Reading text:

----

11:44 AM
Insurers Customize Health Plans
Healthcare providers aren't the only ones building personalized patient systems. Health plans and insurance companies - treasure troves for patient data - are also getting in on the action.
Armed with comprehensive information about their own health conditions and risks, patients are better prepared to transition to consumer-driven health plans that let them choose coverage based on what services they need most. "The healthcare industry is in the midst of a fundamental change in how healthcare is delivered, and technology is at the core of this," says Eric Consolazio, CIO at Cigna Healthcare, a division of Cigna Corp. (Philadelphia). Cigna is building an IT-based toolbox to help consumers choose their health plans based on individual health-risk assessments, past conditions, preventive-care options, cost and other factors.

----

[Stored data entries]
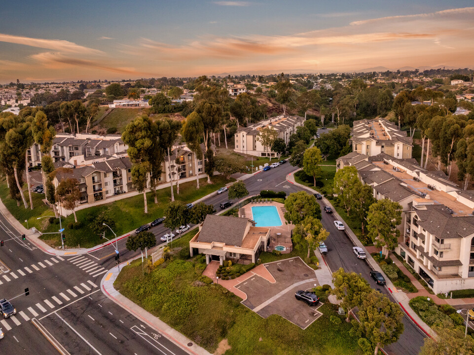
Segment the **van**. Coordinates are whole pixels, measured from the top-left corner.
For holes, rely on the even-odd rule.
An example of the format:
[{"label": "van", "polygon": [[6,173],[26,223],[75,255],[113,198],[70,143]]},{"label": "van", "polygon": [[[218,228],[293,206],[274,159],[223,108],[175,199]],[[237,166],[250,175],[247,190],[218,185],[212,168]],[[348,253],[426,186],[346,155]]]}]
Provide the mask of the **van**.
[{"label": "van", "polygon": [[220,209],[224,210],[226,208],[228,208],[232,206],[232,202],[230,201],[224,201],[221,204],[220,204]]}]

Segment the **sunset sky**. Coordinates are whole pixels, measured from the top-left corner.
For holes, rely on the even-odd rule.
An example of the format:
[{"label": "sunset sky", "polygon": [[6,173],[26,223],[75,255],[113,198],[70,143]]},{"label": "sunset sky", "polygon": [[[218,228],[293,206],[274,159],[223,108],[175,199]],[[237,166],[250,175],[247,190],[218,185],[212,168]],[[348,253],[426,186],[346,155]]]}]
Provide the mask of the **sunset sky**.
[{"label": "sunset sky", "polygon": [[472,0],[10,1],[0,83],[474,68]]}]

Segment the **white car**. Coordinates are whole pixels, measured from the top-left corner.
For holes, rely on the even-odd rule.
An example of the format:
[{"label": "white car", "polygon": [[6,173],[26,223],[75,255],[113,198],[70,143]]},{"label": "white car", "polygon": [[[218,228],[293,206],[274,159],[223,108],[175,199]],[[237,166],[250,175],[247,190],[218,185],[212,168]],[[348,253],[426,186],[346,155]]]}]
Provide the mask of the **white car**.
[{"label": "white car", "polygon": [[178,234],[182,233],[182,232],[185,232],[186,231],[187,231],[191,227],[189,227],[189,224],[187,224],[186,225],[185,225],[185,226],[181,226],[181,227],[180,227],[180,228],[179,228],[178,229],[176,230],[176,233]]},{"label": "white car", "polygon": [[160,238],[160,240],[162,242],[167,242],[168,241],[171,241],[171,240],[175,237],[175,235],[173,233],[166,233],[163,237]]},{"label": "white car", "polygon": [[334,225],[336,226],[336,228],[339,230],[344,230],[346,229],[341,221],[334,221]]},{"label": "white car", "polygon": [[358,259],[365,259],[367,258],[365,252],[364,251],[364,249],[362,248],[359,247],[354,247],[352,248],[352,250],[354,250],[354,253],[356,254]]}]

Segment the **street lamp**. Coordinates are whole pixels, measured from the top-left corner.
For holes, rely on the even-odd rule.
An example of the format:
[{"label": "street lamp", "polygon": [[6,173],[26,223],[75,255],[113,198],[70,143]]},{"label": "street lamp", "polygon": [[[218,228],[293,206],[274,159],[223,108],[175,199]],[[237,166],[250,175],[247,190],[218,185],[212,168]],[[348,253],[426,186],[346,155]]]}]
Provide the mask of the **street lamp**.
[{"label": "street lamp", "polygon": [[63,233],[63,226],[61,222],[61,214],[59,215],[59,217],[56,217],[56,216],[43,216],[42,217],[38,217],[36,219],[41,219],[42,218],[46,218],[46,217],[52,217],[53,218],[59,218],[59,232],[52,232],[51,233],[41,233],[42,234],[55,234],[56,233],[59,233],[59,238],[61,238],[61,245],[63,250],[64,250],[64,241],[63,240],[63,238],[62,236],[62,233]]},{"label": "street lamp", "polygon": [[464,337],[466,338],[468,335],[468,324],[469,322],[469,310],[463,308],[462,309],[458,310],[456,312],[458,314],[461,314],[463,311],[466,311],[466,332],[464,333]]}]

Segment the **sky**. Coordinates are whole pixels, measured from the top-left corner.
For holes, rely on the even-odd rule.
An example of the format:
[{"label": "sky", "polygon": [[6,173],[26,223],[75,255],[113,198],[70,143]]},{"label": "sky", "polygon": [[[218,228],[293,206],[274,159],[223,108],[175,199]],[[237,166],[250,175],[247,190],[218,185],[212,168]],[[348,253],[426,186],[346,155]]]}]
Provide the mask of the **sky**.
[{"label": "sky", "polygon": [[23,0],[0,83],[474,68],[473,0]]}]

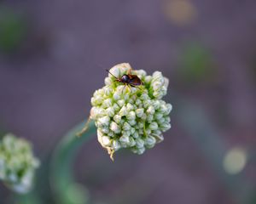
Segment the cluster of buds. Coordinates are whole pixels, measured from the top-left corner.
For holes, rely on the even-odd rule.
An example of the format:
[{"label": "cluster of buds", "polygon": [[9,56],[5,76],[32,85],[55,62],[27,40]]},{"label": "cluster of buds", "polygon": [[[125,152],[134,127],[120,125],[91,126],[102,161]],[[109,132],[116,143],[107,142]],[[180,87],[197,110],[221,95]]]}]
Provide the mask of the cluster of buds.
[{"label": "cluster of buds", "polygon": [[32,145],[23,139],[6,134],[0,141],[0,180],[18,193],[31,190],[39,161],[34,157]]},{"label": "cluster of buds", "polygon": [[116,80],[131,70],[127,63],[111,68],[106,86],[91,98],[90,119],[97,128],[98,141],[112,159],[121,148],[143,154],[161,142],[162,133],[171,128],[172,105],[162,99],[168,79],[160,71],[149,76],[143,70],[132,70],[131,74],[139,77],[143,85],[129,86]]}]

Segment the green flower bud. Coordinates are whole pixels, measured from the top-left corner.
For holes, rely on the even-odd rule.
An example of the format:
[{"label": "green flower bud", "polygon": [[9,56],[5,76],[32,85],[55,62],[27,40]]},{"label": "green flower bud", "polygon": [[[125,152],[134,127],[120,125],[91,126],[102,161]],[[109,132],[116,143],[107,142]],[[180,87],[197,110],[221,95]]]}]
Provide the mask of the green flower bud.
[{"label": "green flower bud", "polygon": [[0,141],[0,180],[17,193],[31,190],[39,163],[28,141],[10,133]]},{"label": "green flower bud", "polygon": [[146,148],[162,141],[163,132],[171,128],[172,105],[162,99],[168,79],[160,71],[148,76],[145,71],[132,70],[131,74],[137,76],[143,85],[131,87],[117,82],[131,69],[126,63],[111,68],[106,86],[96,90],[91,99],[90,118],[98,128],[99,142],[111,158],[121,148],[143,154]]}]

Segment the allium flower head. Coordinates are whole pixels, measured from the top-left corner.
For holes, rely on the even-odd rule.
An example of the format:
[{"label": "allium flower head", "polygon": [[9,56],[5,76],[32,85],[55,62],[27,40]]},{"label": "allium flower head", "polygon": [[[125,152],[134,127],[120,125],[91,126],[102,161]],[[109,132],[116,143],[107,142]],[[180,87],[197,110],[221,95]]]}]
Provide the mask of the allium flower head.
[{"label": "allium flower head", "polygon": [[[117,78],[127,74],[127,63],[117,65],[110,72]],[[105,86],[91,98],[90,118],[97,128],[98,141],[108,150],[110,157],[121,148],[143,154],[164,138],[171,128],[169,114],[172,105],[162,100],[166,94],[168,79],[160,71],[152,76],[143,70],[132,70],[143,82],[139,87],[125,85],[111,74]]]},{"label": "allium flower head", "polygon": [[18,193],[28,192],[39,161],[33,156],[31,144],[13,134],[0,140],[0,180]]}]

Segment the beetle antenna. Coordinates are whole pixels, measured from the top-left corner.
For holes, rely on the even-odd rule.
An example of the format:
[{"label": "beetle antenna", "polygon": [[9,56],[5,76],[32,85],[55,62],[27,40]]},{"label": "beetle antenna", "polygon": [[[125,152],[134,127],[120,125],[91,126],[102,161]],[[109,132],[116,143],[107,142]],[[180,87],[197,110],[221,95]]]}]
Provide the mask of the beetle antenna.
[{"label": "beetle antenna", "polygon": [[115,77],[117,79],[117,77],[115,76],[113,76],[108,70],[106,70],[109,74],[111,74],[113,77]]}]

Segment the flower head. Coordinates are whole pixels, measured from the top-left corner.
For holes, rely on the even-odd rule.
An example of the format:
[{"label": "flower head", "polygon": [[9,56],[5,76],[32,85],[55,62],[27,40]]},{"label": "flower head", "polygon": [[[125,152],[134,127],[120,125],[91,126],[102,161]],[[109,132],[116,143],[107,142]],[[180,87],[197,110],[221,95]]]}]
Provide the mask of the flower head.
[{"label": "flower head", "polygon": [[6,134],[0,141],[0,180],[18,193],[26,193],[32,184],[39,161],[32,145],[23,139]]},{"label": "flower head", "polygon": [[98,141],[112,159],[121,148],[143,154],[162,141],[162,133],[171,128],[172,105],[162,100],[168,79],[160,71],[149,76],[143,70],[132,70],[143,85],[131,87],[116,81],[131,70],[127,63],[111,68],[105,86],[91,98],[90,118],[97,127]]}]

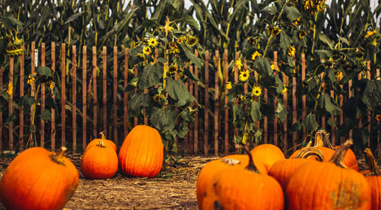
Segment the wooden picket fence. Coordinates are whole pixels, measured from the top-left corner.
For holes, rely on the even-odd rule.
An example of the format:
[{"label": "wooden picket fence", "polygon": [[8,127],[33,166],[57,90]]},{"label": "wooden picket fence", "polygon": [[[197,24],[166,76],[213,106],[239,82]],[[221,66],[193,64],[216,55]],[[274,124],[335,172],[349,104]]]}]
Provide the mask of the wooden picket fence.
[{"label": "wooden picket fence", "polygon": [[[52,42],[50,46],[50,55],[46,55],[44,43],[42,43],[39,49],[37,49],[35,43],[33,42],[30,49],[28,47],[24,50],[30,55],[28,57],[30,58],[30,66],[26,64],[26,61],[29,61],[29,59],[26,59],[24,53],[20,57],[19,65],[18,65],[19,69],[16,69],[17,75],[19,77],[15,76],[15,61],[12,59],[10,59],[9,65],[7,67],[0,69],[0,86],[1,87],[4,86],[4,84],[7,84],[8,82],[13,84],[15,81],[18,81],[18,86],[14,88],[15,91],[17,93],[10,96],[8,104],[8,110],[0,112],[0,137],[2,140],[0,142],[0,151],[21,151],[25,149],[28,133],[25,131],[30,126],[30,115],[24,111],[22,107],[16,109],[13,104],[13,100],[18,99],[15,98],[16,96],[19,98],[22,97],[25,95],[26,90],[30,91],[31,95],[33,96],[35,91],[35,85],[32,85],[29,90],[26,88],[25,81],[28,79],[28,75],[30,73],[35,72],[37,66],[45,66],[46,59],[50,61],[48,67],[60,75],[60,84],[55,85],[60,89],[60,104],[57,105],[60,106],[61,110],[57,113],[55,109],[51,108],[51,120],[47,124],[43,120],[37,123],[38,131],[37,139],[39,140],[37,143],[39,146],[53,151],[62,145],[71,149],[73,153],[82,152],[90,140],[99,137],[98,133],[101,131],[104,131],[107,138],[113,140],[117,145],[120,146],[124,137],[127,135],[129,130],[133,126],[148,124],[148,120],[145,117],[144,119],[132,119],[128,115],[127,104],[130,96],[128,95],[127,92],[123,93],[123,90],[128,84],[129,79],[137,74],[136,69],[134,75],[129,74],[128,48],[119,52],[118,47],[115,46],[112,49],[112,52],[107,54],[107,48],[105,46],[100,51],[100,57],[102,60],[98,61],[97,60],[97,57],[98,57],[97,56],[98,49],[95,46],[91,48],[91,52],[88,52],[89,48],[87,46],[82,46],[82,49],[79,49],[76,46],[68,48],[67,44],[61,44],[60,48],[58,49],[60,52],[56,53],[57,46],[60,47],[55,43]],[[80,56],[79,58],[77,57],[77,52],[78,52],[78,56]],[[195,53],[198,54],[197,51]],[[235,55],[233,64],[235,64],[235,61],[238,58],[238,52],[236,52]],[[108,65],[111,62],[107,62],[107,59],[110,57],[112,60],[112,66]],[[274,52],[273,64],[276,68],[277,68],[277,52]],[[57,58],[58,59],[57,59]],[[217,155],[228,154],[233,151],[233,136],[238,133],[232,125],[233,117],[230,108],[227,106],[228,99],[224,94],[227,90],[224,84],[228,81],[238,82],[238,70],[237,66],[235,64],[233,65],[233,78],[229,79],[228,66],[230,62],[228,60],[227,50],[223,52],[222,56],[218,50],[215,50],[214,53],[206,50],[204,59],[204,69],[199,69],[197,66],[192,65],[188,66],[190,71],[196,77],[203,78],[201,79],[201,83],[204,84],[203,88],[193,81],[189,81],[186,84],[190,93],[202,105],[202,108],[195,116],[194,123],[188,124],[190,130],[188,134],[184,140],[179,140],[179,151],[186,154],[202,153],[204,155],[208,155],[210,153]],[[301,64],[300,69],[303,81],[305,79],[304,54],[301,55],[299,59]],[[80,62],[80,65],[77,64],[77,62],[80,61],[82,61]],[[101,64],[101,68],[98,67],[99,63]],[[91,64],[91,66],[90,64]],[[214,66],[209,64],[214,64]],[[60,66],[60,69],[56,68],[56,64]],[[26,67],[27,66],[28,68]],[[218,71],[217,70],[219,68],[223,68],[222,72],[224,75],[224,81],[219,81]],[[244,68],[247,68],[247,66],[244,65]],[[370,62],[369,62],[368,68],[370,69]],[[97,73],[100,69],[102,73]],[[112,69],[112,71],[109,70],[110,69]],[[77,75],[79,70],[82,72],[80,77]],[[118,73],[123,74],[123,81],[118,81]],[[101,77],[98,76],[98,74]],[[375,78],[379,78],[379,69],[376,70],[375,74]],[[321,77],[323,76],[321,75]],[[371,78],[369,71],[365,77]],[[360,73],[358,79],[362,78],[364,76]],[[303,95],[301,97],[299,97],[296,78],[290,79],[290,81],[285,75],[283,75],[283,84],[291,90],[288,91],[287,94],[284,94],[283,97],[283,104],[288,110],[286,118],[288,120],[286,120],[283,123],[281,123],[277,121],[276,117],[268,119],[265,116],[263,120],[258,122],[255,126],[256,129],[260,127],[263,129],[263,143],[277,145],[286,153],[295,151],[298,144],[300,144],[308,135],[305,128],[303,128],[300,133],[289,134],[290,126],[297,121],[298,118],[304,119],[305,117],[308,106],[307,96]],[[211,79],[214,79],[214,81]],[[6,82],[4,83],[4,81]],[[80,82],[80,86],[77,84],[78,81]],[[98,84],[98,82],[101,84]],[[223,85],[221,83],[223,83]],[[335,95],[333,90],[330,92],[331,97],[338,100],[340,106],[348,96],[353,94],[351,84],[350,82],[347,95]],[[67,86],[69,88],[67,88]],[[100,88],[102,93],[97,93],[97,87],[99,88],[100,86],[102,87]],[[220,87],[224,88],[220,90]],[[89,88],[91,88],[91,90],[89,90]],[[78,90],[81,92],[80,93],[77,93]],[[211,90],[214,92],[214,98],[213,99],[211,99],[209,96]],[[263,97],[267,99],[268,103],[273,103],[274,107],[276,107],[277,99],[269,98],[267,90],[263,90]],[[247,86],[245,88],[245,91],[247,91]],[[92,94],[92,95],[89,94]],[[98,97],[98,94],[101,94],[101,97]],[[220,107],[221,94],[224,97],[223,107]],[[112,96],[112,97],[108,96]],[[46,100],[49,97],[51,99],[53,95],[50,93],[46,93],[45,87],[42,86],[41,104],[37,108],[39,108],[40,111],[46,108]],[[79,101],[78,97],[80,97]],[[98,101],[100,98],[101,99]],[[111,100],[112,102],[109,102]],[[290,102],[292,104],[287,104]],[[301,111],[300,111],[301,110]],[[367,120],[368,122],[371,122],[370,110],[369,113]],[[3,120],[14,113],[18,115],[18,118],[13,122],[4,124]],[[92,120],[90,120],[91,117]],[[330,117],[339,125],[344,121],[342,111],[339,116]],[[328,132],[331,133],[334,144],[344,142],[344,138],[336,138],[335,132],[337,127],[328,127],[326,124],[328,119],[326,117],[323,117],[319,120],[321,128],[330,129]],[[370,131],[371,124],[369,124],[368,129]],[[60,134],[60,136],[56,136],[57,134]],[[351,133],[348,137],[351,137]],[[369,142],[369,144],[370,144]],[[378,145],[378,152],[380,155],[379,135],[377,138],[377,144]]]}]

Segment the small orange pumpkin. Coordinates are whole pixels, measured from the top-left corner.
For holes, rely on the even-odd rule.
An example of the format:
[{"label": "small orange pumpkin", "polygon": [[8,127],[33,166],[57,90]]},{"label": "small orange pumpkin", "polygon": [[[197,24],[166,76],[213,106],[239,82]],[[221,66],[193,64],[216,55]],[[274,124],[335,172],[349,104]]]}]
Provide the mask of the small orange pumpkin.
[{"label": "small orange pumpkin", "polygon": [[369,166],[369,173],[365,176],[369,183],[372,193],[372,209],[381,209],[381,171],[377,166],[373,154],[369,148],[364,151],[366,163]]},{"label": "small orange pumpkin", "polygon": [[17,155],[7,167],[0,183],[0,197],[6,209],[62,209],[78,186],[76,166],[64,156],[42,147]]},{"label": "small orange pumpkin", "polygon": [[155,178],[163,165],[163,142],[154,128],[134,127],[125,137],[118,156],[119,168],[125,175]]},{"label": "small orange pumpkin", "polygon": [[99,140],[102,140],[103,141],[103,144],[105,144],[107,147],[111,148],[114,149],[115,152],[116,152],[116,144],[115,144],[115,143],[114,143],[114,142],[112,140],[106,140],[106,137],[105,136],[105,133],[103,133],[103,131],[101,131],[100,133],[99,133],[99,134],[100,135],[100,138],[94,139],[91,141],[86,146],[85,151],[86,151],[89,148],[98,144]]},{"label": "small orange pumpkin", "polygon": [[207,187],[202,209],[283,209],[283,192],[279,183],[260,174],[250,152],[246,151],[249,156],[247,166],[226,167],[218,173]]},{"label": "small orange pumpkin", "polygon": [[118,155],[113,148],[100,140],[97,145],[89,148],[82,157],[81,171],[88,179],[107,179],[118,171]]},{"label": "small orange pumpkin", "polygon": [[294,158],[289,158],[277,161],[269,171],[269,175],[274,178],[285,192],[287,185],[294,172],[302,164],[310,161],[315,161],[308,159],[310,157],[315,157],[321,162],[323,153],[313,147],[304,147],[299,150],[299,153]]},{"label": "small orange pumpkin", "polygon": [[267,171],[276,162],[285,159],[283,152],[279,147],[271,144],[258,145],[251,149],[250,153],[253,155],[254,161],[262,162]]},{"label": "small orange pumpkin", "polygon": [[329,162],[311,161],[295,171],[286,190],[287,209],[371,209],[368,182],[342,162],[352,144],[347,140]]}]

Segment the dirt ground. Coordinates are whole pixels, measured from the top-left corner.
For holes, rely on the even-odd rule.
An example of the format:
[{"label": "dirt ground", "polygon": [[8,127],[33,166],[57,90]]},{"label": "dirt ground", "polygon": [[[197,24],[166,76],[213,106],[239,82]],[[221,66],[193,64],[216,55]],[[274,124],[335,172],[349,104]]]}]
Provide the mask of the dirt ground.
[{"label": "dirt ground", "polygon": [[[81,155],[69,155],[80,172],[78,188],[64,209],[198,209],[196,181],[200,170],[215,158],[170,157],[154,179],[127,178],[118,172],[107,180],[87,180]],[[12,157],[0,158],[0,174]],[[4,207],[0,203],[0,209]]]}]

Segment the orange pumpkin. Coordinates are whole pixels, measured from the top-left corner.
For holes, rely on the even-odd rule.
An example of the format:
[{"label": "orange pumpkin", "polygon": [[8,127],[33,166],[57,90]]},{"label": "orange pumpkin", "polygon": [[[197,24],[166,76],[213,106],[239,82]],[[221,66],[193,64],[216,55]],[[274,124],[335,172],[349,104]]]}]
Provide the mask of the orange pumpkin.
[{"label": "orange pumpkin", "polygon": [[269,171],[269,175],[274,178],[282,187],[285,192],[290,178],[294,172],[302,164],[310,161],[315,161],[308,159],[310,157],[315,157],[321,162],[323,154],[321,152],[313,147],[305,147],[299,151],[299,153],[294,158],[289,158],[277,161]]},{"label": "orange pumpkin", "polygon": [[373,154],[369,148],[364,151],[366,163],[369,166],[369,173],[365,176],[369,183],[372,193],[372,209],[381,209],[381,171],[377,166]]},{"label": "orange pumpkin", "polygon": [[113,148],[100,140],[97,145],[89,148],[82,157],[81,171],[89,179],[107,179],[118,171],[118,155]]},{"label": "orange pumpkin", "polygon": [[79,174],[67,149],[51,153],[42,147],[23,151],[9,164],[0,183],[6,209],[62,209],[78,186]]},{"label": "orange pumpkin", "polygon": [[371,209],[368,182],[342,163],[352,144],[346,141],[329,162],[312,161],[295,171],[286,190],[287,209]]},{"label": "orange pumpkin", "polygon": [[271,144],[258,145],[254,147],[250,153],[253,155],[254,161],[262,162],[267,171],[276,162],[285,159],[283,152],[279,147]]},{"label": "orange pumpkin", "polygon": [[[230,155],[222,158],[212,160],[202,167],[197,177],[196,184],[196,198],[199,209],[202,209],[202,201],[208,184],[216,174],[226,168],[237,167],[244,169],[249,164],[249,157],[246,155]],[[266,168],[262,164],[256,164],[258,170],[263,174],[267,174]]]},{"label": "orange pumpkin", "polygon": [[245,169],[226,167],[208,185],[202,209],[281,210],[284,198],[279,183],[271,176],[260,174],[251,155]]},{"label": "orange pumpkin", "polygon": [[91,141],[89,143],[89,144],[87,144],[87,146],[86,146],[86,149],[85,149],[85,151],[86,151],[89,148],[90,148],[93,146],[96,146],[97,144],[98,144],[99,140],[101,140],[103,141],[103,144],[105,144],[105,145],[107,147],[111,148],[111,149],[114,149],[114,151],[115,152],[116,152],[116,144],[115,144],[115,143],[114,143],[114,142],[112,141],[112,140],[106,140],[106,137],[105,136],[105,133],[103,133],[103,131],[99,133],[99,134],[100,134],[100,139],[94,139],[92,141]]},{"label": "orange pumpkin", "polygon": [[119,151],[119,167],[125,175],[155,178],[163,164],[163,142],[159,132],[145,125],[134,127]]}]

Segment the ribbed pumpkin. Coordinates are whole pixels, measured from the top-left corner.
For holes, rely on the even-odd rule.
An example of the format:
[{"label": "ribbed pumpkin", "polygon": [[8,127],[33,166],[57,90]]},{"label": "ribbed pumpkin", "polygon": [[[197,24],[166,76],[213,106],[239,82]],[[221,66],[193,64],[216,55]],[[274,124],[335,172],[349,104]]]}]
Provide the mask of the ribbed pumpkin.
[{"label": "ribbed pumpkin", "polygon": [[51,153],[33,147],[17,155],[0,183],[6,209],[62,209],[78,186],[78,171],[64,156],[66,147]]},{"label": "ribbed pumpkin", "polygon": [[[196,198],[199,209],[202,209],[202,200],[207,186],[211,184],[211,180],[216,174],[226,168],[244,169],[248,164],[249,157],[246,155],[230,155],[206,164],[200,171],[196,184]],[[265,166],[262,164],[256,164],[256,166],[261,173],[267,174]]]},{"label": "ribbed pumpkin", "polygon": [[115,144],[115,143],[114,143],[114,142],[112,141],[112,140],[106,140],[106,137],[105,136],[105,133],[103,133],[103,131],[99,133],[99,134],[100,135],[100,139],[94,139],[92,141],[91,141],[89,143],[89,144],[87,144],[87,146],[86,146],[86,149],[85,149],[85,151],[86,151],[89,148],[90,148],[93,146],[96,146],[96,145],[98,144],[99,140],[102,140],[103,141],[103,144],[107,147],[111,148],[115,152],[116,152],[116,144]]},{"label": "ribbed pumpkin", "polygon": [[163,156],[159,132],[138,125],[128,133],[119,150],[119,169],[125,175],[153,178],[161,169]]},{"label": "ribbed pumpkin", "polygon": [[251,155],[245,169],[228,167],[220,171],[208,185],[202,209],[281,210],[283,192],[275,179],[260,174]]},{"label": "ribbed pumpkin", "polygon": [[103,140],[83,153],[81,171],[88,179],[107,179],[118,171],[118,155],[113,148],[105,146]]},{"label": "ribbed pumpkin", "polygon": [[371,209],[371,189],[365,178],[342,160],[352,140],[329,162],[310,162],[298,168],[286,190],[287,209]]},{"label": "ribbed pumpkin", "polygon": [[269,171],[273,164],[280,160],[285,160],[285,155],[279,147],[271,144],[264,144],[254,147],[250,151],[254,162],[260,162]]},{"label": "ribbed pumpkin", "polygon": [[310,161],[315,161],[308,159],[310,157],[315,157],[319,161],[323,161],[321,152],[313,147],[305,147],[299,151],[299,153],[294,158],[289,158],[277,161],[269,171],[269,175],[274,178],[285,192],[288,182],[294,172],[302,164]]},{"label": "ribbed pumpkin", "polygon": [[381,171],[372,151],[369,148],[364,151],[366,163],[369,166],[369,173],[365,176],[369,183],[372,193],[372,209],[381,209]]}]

----

Prompt:
Translate this sentence from the article on insurers customizing health plans into Spanish: "Healthcare providers aren't the only ones building personalized patient systems." The items are separate material from the text.

Written solution:
Los proveedores de atención médica no son los únicos que están creando sistemas personalizados para pacientes.